**Text:**
=-=-=

Possessing Legally-Purchased Guns in New Jersey Cost Brian Aitken Everything
On October 14, Breitbart News reported on the story of media consultant Brian Aitken, who was arrested, tried, and imprisoned for having locked, unloaded, and legally-purchased handguns in the trunk of his car while moving to a new residence in New Jersey so he could be close to his son.
Later on the 14th, Aitken spoke with Breitbart News about his ordeal, explaining how the 2009 arrest came about and how it took the most precious person in his life from him: his son.
When we asked Aitken to explain how the arrest itself came about. "Back in 2009 I had just moved from Colorado to New Jersey to be closer to my son during a divorce: I had been living at my parents house for a few days and was planning to move to Hoboken. I called the New Jersey State Police and asked them how to transport my firearms and I did exactly what they told me to do."
"While I was driving to Hoboken I received a call from the Mount Laurel Police Department. They told me my mom had placed an 'abandoned 911 call' and they were worried I was the victim of domestic violence," he continued. "They wanted me to return home to 'check me for bruises.' I told them I was never assaulted and that my mother was probably the most peaceful woman on the planet."

=-=-=

**Task item:** Copy the Brian Aitken article from "Possessing Legally-Purchased Guns" to "to his son.", changing "handguns" to "pistols".

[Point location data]

=-=-=

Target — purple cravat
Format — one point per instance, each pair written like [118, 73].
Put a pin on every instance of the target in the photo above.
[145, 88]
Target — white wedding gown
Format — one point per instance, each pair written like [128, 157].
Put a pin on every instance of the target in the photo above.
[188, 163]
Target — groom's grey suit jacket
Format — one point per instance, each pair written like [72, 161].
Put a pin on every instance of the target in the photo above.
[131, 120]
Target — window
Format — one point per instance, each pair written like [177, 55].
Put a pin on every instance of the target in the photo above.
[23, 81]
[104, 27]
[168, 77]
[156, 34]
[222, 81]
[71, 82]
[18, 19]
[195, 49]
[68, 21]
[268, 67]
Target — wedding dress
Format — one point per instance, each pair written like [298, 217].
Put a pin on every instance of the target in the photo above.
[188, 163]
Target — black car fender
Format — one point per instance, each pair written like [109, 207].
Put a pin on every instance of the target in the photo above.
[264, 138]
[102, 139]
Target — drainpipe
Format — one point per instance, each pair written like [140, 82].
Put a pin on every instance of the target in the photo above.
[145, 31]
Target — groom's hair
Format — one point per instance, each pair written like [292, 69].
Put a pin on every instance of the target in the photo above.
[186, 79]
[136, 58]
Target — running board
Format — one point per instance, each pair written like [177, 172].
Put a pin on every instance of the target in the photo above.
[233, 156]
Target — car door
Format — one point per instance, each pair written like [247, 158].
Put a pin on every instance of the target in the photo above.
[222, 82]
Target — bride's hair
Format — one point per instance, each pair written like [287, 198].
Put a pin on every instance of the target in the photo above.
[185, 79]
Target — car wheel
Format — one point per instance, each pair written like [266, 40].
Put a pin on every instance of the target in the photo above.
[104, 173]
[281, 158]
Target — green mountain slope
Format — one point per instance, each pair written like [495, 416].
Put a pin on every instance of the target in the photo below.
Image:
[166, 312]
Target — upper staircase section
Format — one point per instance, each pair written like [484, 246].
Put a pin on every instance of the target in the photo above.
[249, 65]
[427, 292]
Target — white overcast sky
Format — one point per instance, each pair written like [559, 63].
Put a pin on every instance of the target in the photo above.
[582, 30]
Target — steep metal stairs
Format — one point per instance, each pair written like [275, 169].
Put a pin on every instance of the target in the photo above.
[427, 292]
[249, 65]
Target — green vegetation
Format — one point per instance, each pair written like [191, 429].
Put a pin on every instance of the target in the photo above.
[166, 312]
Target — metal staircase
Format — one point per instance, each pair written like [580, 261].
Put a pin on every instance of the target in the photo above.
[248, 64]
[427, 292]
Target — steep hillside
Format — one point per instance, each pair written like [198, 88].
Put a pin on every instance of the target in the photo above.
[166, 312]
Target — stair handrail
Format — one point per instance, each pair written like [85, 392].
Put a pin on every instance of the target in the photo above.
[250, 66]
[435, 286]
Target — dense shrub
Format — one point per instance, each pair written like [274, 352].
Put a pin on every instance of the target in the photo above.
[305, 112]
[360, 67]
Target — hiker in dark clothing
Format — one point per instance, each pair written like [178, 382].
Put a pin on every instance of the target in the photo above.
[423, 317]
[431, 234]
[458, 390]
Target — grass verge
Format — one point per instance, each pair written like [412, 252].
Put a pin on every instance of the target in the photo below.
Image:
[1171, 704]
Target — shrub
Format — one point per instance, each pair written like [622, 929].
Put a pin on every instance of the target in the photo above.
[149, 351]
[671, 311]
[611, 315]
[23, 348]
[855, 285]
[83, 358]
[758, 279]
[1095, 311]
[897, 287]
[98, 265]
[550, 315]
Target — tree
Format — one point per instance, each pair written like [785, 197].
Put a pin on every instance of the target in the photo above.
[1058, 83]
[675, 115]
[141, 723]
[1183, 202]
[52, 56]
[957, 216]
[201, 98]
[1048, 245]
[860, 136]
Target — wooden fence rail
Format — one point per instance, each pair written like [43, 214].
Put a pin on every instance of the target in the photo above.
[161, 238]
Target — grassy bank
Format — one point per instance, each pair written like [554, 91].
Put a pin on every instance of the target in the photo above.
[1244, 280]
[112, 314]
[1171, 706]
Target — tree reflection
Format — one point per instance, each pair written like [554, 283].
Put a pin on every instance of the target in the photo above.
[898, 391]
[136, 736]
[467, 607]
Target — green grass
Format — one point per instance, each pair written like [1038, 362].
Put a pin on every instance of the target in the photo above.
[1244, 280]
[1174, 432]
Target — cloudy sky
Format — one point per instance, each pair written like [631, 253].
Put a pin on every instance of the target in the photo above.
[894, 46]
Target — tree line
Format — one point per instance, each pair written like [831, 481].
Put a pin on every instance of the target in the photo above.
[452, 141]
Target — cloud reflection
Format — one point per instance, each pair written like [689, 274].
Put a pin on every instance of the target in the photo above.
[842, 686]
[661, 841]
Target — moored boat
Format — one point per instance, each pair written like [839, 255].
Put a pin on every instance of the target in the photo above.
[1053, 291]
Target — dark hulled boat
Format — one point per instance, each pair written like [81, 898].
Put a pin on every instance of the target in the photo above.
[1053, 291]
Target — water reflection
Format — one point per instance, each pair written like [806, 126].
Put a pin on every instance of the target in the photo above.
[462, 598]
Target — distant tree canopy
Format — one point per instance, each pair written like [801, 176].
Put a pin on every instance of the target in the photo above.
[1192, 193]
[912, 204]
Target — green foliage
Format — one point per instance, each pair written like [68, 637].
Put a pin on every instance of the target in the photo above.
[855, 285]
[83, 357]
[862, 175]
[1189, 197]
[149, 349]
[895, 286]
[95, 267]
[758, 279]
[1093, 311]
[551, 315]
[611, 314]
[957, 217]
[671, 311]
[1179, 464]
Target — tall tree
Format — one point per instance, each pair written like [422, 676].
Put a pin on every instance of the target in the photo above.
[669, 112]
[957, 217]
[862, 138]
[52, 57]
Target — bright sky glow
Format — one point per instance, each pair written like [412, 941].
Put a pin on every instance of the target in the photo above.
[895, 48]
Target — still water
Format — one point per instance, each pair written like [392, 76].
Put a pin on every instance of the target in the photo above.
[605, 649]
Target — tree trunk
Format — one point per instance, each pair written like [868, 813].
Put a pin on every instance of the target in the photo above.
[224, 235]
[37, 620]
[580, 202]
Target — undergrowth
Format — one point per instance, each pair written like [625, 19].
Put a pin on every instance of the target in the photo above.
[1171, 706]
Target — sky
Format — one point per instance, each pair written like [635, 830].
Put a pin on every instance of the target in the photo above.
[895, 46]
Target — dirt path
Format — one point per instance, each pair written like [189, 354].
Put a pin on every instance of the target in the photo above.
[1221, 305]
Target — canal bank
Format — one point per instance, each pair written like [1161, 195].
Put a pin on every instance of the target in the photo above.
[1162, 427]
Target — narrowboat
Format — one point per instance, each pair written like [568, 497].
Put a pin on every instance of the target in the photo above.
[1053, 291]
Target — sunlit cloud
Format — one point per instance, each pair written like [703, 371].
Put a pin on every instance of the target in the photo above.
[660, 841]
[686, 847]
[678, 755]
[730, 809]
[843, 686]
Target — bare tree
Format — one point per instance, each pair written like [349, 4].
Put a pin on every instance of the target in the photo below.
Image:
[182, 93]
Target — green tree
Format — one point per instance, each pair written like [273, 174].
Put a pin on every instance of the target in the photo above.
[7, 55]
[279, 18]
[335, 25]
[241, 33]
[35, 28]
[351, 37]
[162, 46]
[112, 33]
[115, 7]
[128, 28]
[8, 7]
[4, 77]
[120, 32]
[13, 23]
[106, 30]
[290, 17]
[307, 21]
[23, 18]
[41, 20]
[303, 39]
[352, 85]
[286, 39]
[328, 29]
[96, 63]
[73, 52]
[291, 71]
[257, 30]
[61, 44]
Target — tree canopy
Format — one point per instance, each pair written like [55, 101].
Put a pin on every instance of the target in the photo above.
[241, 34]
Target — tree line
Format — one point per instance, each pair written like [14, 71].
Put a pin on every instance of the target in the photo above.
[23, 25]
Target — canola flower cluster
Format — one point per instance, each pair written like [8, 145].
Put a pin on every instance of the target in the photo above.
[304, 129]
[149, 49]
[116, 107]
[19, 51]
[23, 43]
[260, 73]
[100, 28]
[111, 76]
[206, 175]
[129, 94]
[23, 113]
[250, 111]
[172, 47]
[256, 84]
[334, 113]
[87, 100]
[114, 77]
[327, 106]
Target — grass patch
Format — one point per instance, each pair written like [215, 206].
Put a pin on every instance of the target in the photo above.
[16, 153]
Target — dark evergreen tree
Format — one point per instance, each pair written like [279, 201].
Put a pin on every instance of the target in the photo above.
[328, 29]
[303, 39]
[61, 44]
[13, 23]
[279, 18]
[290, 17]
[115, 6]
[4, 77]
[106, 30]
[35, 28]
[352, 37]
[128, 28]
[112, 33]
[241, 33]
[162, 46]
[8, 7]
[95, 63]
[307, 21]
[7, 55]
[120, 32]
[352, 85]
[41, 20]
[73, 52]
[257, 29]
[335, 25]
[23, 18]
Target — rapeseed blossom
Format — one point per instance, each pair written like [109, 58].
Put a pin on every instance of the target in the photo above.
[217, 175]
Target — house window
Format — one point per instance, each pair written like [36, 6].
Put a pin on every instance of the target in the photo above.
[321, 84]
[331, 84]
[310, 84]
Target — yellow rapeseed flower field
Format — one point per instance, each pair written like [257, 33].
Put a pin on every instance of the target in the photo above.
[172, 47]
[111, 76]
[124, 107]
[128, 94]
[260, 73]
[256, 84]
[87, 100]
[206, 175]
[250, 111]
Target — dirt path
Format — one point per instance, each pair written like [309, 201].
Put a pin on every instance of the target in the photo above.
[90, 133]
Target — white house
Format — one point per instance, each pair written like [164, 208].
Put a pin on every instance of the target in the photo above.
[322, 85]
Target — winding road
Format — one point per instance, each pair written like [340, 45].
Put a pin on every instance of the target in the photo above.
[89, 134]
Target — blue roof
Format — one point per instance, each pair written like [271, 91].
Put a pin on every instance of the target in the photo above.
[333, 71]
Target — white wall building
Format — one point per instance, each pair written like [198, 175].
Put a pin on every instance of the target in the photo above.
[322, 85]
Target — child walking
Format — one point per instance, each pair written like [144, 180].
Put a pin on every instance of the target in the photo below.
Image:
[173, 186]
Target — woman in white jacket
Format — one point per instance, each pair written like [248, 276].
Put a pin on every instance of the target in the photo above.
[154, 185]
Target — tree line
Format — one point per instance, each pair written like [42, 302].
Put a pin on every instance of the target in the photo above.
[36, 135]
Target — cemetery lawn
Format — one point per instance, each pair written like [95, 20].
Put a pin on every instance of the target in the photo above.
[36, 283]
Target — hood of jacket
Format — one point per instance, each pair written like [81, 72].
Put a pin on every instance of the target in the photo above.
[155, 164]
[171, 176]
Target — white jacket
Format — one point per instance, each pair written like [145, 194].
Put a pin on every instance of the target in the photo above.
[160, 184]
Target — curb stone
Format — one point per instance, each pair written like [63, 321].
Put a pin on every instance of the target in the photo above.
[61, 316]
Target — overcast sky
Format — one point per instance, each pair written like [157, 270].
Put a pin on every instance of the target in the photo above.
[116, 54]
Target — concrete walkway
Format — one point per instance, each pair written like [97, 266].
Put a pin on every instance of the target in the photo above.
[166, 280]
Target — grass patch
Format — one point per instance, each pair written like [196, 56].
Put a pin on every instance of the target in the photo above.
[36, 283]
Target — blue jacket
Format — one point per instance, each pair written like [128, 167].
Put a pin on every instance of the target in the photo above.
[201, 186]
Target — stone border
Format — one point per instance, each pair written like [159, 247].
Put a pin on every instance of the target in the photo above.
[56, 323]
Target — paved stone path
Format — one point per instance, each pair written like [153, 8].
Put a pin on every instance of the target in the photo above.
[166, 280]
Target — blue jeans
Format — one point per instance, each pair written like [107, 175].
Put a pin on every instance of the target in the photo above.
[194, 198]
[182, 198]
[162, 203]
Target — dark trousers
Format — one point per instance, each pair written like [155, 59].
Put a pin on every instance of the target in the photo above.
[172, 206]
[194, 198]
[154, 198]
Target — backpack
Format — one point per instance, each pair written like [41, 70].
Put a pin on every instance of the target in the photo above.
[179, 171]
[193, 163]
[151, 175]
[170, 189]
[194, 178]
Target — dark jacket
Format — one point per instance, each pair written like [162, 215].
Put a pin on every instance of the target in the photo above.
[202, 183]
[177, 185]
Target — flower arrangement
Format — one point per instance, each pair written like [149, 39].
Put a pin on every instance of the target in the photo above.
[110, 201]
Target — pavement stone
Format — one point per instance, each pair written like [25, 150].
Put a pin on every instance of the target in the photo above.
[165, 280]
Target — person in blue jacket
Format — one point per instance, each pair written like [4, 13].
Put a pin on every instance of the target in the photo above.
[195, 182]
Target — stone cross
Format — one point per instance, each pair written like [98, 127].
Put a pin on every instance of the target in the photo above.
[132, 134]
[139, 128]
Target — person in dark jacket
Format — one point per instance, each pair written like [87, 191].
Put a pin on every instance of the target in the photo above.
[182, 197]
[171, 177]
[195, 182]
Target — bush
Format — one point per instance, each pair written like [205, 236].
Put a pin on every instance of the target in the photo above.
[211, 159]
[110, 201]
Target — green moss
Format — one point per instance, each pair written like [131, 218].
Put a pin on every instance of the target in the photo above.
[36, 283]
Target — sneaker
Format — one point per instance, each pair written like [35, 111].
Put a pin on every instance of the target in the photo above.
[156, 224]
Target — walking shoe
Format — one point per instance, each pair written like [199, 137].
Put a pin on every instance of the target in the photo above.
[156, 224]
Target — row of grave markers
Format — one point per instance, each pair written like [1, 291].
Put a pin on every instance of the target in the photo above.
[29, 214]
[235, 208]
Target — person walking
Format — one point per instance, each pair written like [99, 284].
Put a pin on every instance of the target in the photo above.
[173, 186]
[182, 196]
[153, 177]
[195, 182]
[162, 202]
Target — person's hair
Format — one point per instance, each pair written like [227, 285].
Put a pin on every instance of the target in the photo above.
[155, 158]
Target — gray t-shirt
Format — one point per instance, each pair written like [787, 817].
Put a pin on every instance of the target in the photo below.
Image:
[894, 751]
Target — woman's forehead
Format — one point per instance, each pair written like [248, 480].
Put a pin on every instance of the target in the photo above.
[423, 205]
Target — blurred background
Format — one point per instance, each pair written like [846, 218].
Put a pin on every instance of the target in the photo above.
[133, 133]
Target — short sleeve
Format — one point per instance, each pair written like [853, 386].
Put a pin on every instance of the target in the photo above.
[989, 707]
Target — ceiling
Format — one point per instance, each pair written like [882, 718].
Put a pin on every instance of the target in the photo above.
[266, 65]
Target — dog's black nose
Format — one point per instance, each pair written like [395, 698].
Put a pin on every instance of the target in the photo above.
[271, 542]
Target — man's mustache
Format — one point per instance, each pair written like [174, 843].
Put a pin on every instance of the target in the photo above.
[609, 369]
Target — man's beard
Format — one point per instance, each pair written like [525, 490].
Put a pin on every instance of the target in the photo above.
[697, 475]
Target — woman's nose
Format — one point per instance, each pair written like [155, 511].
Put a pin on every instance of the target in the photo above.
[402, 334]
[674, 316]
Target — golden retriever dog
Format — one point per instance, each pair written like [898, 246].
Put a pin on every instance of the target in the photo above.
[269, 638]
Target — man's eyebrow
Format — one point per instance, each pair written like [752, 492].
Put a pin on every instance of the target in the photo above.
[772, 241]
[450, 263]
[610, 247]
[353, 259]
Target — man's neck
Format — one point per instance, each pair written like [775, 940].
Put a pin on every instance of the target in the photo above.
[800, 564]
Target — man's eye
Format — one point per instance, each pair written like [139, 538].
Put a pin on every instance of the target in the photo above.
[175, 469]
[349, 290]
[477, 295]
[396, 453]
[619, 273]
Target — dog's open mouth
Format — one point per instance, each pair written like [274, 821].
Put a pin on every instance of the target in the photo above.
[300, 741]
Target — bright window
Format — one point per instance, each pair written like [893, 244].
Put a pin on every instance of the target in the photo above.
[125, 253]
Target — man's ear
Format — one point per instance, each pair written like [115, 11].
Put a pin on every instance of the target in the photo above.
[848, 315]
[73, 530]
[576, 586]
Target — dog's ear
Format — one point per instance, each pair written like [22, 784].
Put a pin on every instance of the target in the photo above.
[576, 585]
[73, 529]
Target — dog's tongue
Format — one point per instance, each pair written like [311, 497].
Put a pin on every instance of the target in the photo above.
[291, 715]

=-=-=

**Result for this exercise:**
Possessing Legally-Purchased Guns in New Jersey Cost Brian Aitken Everything
On October 14, Breitbart News reported on the story of media consultant Brian Aitken, who was arrested, tried, and imprisoned for having locked, unloaded, and legally-purchased pistols in the trunk of his car while moving to a new residence in New Jersey so he could be close to his son.